→ Collection entries
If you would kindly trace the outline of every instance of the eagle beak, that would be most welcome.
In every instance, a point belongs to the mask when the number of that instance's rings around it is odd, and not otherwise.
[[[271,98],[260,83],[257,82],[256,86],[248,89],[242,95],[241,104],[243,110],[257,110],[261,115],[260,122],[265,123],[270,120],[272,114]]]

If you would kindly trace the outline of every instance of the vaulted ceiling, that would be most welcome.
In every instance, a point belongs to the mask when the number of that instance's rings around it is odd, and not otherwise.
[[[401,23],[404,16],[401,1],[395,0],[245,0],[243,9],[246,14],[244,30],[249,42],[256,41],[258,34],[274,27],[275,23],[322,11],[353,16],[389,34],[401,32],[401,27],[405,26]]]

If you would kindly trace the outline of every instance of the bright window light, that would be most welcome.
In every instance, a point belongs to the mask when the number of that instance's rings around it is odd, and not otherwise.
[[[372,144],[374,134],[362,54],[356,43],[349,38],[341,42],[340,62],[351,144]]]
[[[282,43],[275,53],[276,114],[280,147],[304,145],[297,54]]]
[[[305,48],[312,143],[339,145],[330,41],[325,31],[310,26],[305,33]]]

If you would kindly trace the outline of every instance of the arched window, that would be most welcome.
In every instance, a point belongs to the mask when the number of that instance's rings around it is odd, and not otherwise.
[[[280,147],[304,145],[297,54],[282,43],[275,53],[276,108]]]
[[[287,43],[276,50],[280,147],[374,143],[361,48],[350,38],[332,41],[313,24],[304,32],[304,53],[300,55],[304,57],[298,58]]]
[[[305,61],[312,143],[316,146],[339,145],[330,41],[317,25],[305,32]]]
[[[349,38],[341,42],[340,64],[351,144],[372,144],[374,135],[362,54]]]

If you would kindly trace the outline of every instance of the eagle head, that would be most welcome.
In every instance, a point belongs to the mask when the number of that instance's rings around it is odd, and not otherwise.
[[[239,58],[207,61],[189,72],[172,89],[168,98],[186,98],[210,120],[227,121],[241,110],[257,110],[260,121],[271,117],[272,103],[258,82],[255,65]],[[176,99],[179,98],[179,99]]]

→ Problem
Please copy the lines in the records above between the one holding "light, that would be most welcome." and the one holding "window, that would be most welcome.", inclusive, exactly and with no other line.

→ Solution for this problem
If you would kindly trace the outline of every instance of the bright window light, that would be most welcome.
In every instance, a point belongs to the mask when the number of that instance's rings around it is odd, and not otherwise.
[[[372,144],[374,134],[362,54],[356,43],[349,38],[341,42],[340,62],[351,144]]]
[[[282,43],[275,53],[276,114],[280,147],[304,145],[297,54]]]
[[[305,48],[312,143],[339,145],[330,41],[325,31],[310,26],[305,33]]]

If you would kindly trace the outline of every instance of the arched window, that would be most welcome.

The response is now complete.